■ RECORDS TO USE ■
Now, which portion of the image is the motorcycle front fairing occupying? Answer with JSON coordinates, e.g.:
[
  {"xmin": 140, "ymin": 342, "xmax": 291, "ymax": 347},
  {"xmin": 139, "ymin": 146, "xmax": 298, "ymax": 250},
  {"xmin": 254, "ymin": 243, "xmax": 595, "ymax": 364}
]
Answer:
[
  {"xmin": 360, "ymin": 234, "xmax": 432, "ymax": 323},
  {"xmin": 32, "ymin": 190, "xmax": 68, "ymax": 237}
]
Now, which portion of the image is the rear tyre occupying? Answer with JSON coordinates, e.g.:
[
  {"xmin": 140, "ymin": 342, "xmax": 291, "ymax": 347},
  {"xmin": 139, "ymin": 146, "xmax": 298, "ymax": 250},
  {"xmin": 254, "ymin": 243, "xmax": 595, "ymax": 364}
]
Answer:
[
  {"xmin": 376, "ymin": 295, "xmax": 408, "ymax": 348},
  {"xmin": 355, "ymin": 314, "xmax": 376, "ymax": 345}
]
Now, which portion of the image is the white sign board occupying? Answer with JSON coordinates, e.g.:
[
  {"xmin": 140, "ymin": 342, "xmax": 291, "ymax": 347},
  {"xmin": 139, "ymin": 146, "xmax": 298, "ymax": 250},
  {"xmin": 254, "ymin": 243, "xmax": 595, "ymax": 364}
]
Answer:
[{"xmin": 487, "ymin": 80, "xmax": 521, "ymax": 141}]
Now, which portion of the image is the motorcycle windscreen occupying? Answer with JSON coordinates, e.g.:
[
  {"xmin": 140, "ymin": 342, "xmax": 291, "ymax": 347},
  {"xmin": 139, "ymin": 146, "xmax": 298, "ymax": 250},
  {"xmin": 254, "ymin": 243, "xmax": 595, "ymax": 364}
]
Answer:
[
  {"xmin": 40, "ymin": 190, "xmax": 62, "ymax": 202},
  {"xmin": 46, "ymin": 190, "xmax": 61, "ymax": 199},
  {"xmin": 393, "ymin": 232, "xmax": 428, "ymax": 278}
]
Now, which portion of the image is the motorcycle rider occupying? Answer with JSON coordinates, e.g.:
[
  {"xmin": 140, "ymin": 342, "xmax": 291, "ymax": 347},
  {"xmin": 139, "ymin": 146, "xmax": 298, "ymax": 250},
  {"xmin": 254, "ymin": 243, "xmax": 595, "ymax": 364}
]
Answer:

■ TASK STATEMENT ■
Write out an exact copy of every record shown above.

■ ANSWER FOR THE TASK ■
Now, which portion of the image is the motorcycle front fairing occupying? Answer with JSON coordinates, e.g.:
[
  {"xmin": 140, "ymin": 342, "xmax": 291, "ymax": 347},
  {"xmin": 139, "ymin": 146, "xmax": 298, "ymax": 250},
  {"xmin": 254, "ymin": 243, "xmax": 595, "ymax": 364}
]
Answer:
[
  {"xmin": 360, "ymin": 234, "xmax": 432, "ymax": 323},
  {"xmin": 32, "ymin": 190, "xmax": 68, "ymax": 237}
]
Now, which portion of the image is the rear tyre occupying? Answer with JSON coordinates, e.g.:
[
  {"xmin": 140, "ymin": 342, "xmax": 291, "ymax": 347},
  {"xmin": 139, "ymin": 146, "xmax": 298, "ymax": 250},
  {"xmin": 254, "ymin": 243, "xmax": 595, "ymax": 364}
]
Answer:
[
  {"xmin": 376, "ymin": 295, "xmax": 408, "ymax": 348},
  {"xmin": 355, "ymin": 314, "xmax": 376, "ymax": 345}
]
Now, which portion of the image is the white sign board occupying? Answer with JSON coordinates, e.g.:
[
  {"xmin": 140, "ymin": 342, "xmax": 291, "ymax": 347},
  {"xmin": 139, "ymin": 146, "xmax": 298, "ymax": 250},
  {"xmin": 254, "ymin": 243, "xmax": 595, "ymax": 364}
]
Answer:
[{"xmin": 487, "ymin": 80, "xmax": 521, "ymax": 141}]
Now, which portion of the image is the motorcycle windscreen occupying? Answer with JSON coordinates, e.g.:
[
  {"xmin": 140, "ymin": 342, "xmax": 291, "ymax": 347},
  {"xmin": 139, "ymin": 146, "xmax": 298, "ymax": 250},
  {"xmin": 254, "ymin": 243, "xmax": 595, "ymax": 364}
]
Answer:
[
  {"xmin": 40, "ymin": 190, "xmax": 62, "ymax": 202},
  {"xmin": 46, "ymin": 190, "xmax": 61, "ymax": 199},
  {"xmin": 393, "ymin": 232, "xmax": 428, "ymax": 278}
]
Now, which portion of the image is the motorcycle rider occupying? Answer with JSON coordinates, e.g.:
[
  {"xmin": 140, "ymin": 342, "xmax": 291, "ymax": 347},
  {"xmin": 139, "ymin": 146, "xmax": 298, "ymax": 250},
  {"xmin": 254, "ymin": 243, "xmax": 595, "ymax": 364}
]
Answer:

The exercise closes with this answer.